* start TEXT SECTION *

BRADFORD most improved city in PwC’s Good Growth for Cities Index


●        Bradford most improved city driven by jobs, skills and work life balance

●        Hull sees notable rise in jobs and income distribution

●        West Yorkshire Combined Authority scores above national average, ranking fourth overall

●        Oxford and Reading remain top of the index for the fourth year in a row,

●        Coventry saw the largest fall in index score this year, driven by poorer health, transport and income distribution

Bradford has emerged as this year’s top improver of UK cities on the Good Growth for Cities 2019 index. This improvement has been driven by jobs, skills of 25+ year olds and work-life balance. Bradford has experienced a large reduction in its unemployment rate, measured at 4.1% in 2018 compared to 10.0% in 2015. It’s also seen improvements in skills amongst the adult population, work-life balance, health and environment.

Published today (12 November 2019), the annual Good Growth for Cities 2019 sets out to show there’s more to economic well-being than just measuring GDP. The index measures the performance of 42 of the UK’s largest cities, England’s Local Enterprise Partnerships (LEPs) and ten Combined Authorities, against a basket of 10 factors which the public think are most important when it comes to economic well-being. These include jobs, health, income and skills, as well as work-life balance, house-affordability, travel-to-work times, income equality, environment and business start-ups.

For the fourth year running, Oxford and Reading remain the top-performing UK cities on PwC’s Good Growth for Cities 2019 index, followed by Southampton in third place. Although Reading has maintained its position in this year’s index, it has seen a decline in its overall index score, driven by poorer house price to earnings ratios, income inequality and a fall in new business formation.

This year’s index sees almost nine in ten cities in 2016- 2018 having scores higher than the average for all cities in our base year of 2011-2013, highlighting the rate of recovery since the financial crisis. There is strong employment growth, which reflects the continued decline in unemployment, as well as improvements in work-life balance, perhaps as a result of more flexible working patterns becoming more acceptable.

As testament to Bradford’s transformative performance within this year’s index PwC was delighted to announce, earlier this year, the opening of its new Assurance Centre in the city. The Centre is helping PwC continue to provide quality and exceptional client service in what are changing times, standardising work in key areas of our engagements better using technology through automation.

The Centre already employs 135 members of staff with the potential to increase this number creating further job opportunities in the city over the next few years.

As a whole, cities in Yorkshire and the North East perform well on; house price to earnings, where all nine cities score above the national average. Transport; where every city, bar Sheffield, score above the national average and income distribution, where eight out of nine cities score at or above average - in particular Hull which saw a notable rise of +1.63 compared to 2015 - 2017.

* end TEXT SECTION *

• GIVEN TASK 1: Transcribe the part of the Good Growth for Cities passage starting with "Published today (12" and going on through "and business start-ups.".
The Good Growth for Cities passage and the entries have no connection to each other.

* start SUPPLIED INFORMATION *

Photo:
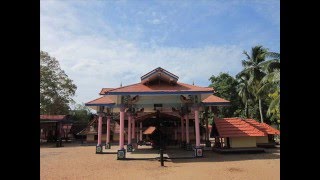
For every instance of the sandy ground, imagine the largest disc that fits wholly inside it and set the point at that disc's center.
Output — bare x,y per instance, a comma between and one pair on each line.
81,162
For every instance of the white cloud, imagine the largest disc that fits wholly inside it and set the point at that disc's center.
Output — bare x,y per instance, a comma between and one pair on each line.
96,60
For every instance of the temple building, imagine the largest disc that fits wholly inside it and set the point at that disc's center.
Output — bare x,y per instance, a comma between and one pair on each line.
158,100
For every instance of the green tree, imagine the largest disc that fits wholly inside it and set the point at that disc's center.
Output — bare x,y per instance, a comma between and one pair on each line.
253,67
270,84
244,93
56,88
226,87
81,114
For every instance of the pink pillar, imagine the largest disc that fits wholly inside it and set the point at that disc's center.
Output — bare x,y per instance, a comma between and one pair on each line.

* end SUPPLIED INFORMATION *

• GIVEN TASK 2: Report how many lines of the entries contain the string "imagine", treating case as significant, and give only the number.

• WRITTEN SOLUTION 1:
Published today (12 November 2019), the annual Good Growth for Cities 2019 sets out to show there’s more to economic well-being than just measuring GDP. The index measures the performance of 42 of the UK’s largest cities, England’s Local Enterprise Partnerships (LEPs) and ten Combined Authorities, against a basket of 10 factors which the public think are most important when it comes to economic well-being. These include jobs, health, income and skills, as well as work-life balance, house-affordability, travel-to-work times, income equality, environment and business start-ups.

• WRITTEN SOLUTION 2: 5